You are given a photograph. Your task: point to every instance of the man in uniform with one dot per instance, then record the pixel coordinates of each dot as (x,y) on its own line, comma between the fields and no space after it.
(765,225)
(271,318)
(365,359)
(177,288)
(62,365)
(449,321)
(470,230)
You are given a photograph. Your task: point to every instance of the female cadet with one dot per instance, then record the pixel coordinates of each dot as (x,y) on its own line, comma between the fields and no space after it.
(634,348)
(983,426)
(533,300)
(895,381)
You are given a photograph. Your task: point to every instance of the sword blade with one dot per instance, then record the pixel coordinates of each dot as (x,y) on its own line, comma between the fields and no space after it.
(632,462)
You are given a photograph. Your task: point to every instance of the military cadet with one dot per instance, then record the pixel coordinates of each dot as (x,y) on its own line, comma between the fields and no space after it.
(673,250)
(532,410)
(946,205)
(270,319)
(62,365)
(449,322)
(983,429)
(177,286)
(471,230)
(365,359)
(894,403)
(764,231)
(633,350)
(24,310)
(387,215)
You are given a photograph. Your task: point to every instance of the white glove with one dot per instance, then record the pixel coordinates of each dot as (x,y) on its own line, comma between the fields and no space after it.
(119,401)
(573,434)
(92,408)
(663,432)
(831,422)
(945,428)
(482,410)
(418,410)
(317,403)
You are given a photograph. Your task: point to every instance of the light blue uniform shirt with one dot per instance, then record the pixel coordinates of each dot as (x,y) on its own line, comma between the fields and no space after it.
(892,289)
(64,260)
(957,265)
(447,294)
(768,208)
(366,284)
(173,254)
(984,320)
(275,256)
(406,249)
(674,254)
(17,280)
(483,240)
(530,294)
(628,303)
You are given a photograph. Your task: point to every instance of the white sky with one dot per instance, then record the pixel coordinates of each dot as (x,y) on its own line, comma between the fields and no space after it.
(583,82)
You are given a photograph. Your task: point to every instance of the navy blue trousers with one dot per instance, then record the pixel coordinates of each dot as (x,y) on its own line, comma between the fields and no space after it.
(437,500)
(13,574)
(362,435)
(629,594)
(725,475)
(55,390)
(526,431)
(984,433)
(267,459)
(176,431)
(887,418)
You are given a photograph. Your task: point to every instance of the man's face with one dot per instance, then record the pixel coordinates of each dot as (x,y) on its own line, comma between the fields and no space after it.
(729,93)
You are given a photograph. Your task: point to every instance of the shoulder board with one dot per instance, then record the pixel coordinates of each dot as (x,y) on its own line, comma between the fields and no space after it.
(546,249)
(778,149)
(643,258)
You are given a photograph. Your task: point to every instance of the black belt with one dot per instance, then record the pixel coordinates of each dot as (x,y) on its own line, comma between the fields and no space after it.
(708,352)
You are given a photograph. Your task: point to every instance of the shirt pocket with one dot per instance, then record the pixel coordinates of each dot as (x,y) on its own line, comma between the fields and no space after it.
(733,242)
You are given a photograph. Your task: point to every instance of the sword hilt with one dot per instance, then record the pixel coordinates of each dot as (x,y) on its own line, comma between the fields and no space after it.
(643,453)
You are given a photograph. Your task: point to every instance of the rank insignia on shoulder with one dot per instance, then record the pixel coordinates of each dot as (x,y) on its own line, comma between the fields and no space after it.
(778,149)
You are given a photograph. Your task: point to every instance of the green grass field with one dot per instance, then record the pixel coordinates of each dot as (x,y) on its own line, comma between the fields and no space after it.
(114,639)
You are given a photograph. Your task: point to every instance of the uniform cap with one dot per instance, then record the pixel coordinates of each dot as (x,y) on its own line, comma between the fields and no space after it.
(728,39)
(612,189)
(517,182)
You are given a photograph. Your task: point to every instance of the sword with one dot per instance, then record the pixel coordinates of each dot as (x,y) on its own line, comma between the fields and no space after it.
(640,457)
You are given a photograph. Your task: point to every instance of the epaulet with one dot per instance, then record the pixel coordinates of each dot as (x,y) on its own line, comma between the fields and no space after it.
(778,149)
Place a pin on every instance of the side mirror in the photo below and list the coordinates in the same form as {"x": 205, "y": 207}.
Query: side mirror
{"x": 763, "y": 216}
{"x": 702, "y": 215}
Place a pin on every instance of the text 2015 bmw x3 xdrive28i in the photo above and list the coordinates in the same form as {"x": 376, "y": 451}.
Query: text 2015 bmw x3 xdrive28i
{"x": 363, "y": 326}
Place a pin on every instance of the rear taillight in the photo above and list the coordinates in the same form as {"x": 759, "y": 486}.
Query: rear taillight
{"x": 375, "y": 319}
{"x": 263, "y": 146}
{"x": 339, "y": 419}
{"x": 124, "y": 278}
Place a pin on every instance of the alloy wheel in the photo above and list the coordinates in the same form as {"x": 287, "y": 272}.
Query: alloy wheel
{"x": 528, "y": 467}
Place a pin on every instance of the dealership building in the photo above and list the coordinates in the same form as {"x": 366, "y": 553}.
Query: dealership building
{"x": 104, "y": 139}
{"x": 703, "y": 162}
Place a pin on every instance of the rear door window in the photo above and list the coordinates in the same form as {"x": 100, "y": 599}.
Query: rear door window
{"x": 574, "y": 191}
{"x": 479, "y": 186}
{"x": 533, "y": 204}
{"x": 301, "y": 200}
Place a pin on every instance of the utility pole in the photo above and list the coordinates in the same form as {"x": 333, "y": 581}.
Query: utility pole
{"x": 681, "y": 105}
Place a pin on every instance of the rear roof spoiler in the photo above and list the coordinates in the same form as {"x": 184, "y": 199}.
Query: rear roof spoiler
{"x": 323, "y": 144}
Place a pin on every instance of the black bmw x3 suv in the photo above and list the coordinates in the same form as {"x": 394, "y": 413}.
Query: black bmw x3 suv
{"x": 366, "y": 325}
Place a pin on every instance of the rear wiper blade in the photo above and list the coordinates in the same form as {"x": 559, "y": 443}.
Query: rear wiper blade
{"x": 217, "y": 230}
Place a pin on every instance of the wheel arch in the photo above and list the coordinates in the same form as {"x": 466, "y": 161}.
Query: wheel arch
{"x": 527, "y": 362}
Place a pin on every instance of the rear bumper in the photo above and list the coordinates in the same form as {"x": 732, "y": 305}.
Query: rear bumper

=====

Task goal: Write out the material again, matching every line.

Answer to the exercise:
You are given a photograph. Your task: point to every instance of the man in uniform with one dot per instance, then record the pixel coordinates of each dot as (x,y) on its own line, comma between the fields and no space after it.
(765,225)
(271,318)
(365,359)
(177,288)
(62,365)
(449,321)
(470,230)
You are given a photograph. Your task: point to every instance of the female cadet with one dot per instance, then record the pixel coordinates of each dot as (x,y) on its own line, comma between the fields and no space after it.
(634,348)
(983,426)
(533,300)
(895,381)
You are given a photograph. Your task: point to every instance of the sword blade with one dot per instance, then record the pixel coordinates of each dot as (x,y) on its own line, comma between the fields and no space after it.
(632,462)
You are given a photograph. Your task: point to every instance of the military cadet with one dot per instance, then record the pixel coordinates of each dot as (x,y) on its own line, comma between the fields and no space after it.
(673,250)
(532,410)
(946,205)
(270,319)
(62,365)
(449,322)
(983,429)
(177,286)
(471,230)
(365,359)
(894,403)
(764,231)
(633,350)
(24,310)
(387,215)
You are given a photograph. Your task: point to every instance of the white glove with one dot per instance, then record the pixel coordinates of each dot as (x,y) on its own line, comma between the fields and no space after it.
(119,401)
(573,434)
(92,408)
(663,432)
(831,422)
(945,428)
(482,410)
(418,410)
(317,403)
You are given a photograph. Your task: point to every instance of the light blue uniform shirt with one dot per instance, then record the pixel coordinates of each dot as (x,y) on its own line, comma between the fields and no space after it.
(892,289)
(64,260)
(957,265)
(447,294)
(768,208)
(366,284)
(173,254)
(984,320)
(275,256)
(406,249)
(674,254)
(17,280)
(483,240)
(530,294)
(628,303)
You are given a photograph. Your task: point to every instance of the white sky with one dot per instance, then record the pixel coordinates of each dot as (x,y) on its own line, comma between the fields and no space after it.
(583,82)
You are given a photograph. Your task: point to every instance of the navy blue trousers with one dot per instance, then record the pixel coordinates of each dot as (x,y) on its own line, comma between the fields and no space after it.
(437,500)
(13,574)
(362,435)
(629,594)
(725,475)
(55,390)
(526,431)
(984,433)
(267,459)
(176,431)
(887,418)
You are given a photograph. Your task: point to every instance of the man's face with one dot per instance, then record the pixel coordinates of each dot as (x,y) on its own line, comma between the fields and no space after it.
(729,93)
You are given a photograph. Your task: point to every instance of the shoulder board with one dot per instance, then record the pixel coordinates of each dot as (x,y) on its own line, comma between the fields and no space after it.
(546,249)
(778,149)
(643,258)
You are given a photograph. Your task: point to every instance of the black belt with one dot per instance, then record the pixel coordinates of each dot as (x,y) on its own line, comma between the fields and no space after it.
(708,352)
You are given a photograph. Your task: point to every instance of the shirt pocket with one dot per instance, then record the pixel coordinates of each dot as (x,y) on its own line, comma between the fields and no space after it.
(733,242)
You are given a photograph. Your task: point to every instance of the sword hilt with one dot per instance, then record the pixel coordinates of each dot as (x,y) on its own line, comma between the fields and no space after it.
(643,453)
You are given a photograph. Your task: point to every instance of the rank insignia on shoulder with one dot per instance, then record the pixel coordinates of each dot as (x,y) on its own line, comma between the fields and no space after it.
(778,149)
You are given a photograph. Your task: point to every instance of the green grass field with one dot per instance, then record the pixel coordinates of each dot as (x,y) on its own line, comma between the fields and no space after it.
(114,639)
You are given a photograph. Your task: point to every instance of the uniform cap with one dot per instance, then record the pixel coordinates of each dot as (x,y) on its own line, comma between the fields and no space after it.
(728,39)
(612,189)
(517,182)
You are given a photograph. Your task: point to every instance of the sword with one dot per instance, then record the pixel coordinates of each dot as (x,y) on its own line, comma between the fields and no space after it.
(640,457)
You are given a photograph. Your task: point to every instance of the epaulet with one dot per instance, then record the pixel coordinates of each dot as (x,y) on its own line, comma between the fields and no space after it.
(778,149)
Place a pin on every instance of the side mirror in the photo below and list the coordinates in the same form as {"x": 205, "y": 207}.
Query: side mirror
{"x": 763, "y": 216}
{"x": 702, "y": 215}
Place a pin on every instance of the text 2015 bmw x3 xdrive28i in the photo above and list the coordinates in the same form as {"x": 376, "y": 451}.
Query: text 2015 bmw x3 xdrive28i
{"x": 363, "y": 326}
Place a pin on every instance of the rear taillight in the photo above and list the coordinates in the same form as {"x": 759, "y": 486}.
Query: rear taillight
{"x": 375, "y": 319}
{"x": 263, "y": 146}
{"x": 339, "y": 419}
{"x": 124, "y": 278}
Place a pin on every instance of the alloy wheel in the photo above and list the coordinates in the same form as {"x": 287, "y": 272}.
Query: alloy wheel
{"x": 528, "y": 467}
Place a pin on every instance of the dealership building in the photo above and list the coordinates in the same form as {"x": 366, "y": 553}.
Query: dealership building
{"x": 104, "y": 139}
{"x": 703, "y": 162}
Place a pin on every instance of the rear door window in the photo above and list the coordinates in the same form as {"x": 100, "y": 599}.
Query: rear door window
{"x": 574, "y": 191}
{"x": 479, "y": 186}
{"x": 533, "y": 204}
{"x": 301, "y": 200}
Place a pin on every instance of the utility pole in the photo above and list the coordinates in the same form as {"x": 333, "y": 581}.
Query: utility pole
{"x": 681, "y": 105}
Place a pin on every instance of the rear roof spoiler in the photo above and list the coordinates in the same form as {"x": 184, "y": 199}.
Query: rear roof spoiler
{"x": 323, "y": 144}
Place a pin on every instance of the black bmw x3 suv in the photo above and list the coordinates in the same form as {"x": 394, "y": 413}.
Query: black bmw x3 suv
{"x": 366, "y": 325}
Place a pin on every instance of the rear wiper blade in the photo above and list the coordinates in the same form as {"x": 559, "y": 443}.
Query: rear wiper blade
{"x": 217, "y": 230}
Place a pin on every instance of the wheel arch in the photo above and list the coordinates in the same form as {"x": 466, "y": 161}.
Query: wheel arch
{"x": 527, "y": 362}
Place a pin on every instance of the rear bumper in the photo above and list the coordinates in the same form as {"x": 732, "y": 305}.
Query: rear bumper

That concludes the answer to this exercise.